**Exercices**
1. Selon Nicole Belloubet dans l'entretien, quelles sont les deux prisons les plus sécuritaires de France ?
2. Dans l'entretien avec Nicole Belloubet, relevez tout ce qu'Apolline de Malherbe dit du détenu dans sa première question.
3. Écrivez la suite de l'entretien avec Nicole Belloubet, juste après sa dernière réplique.

**Extrait fourni**
..............................

APOLLINE DE MALHERBE
Bonjour Nicole BELLOUBET.

NICOLE BELLOUBET
Bonjour.

APOLLINE DE MALHERBE
Merci d'être avec nous, vous êtes la ministre de la Justice. Deux surveillants violemment attaqués hier à coups de couteau par un prisonnier et sa compagne, à la prison de Condé-sur-Sarthe. Comment un détenu, condamné à 30 ans de prison pour un crime sordide, converti à l'islam en prison, radicalisé, recondamné pour apologie du terrorisme, pouvait passer des week-ends avec sa compagne, dans des unités de vie familiale ?

NICOLE BELLOUBET
Alors, d'abord il faut savoir que ce détenu qui a été comme vous le disiez condamné pour un crime de droit commun, puisqu'il avait séquestré et assassiné une personne, il a donc été condamné pour 30 années de prison, de réclusion, donc c'est du droit commun. Il était dans l'une des prisons les plus sécuritaires de France…

APOLLINE DE MALHERBE
Condé-sur-Sarthe.

NICOLE BELLOUBET
Condé-sur-Sarthe, avec Vendin-le-Vieil, sont les deux prisons les plus sécuritaires. Donc il était vraiment traité dans un établissement qui prend en charge des profils lourds. Lorsque vous avez un détenu de droit commun, qui est condamné sur un temps très long, ces personnes-là ont la possibilité de rencontrer, à intervalles réguliers, certaines personnes, évidemment, de leur famille.

..............................

**Données fournies**
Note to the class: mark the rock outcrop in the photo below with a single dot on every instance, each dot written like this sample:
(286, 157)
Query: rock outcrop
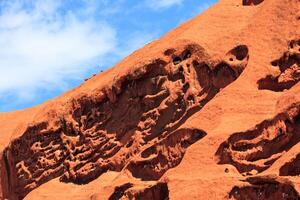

..............................

**Exercices corrigés**
1. Condé-sur-Sarthe et Vendin-le-Vieil.

2.
- condamné à 30 ans de prison pour un crime sordide
- converti à l'islam en prison
- radicalisé
- recondamné pour apologie du terrorisme

3.
APOLLINE DE MALHERBE
Sauf qu'entre temps, je vous demande pardon, il a été recondamné, il a été condamné pour apologie du terrorisme.

NICOLE BELLOUBET
Il a été condamné pour un an de prison, un an pour apologie de terrorisme. Ce que constataient les surveillants pénitentiaires, et son comportement en détention, révélait quelqu'un qui certes était radicalisé, qui certes faisait la prière, mais ce n'était pas, apparemment, apparemment quelqu'un qui avait un comportement violent. Et donc c'est la raison pour laquelle…

APOLLINE DE MALHERBE
Mais je vous demande pardon, quand un prisonnier demande aux autres prisonniers, comme il l'a fait, de rejouer la scène du Bataclan, comme si c'était une scène sympathique…

NICOLE BELLOUBET
Ça, c'est la raison pour laquelle il a été condamné à un an de prison. Depuis, il était incarcéré, il était je crois à Strasbourg à l'époque, depuis il a été incarcéré dans cet établissement extrêmement sécuritaire.

APOLLINE DE MALHERBE
Donc tout va bien.

NICOLE BELLOUBET
Non…

APOLLINE DE MALHERBE
Tout est normal.

NICOLE BELLOUBET
Non, je n'ai pas dit que tout allait bien madame de MALHERBE, je trouve au contraire que nous avons vécu un événement qui est un événement à la fois, il est le produit d'une lâcheté incroyable, et c'est une attaque terroriste, et d'autre part, nous avons évidemment, et c'est ce que j'ai fait, demandé qu'une inspection ait lieu, pour mesurer à quel endroit il y a des choses qui nous ont échappées. Je m'interroge notamment, sur le fait que sa compagne ait pu entrer en détention et qu'elle n'ait pas fait l'objet d'une fouille.

APOLLINE DE MALHERBE
Vous l'avez dit hier, le couteau en céramique qui est donc l'arme du crime, aurait pu être amené par sa compagne, elle était entièrement voilée, elle a dit être enceinte, elle n'a donc pas été fouillée. Comment c'est possible ?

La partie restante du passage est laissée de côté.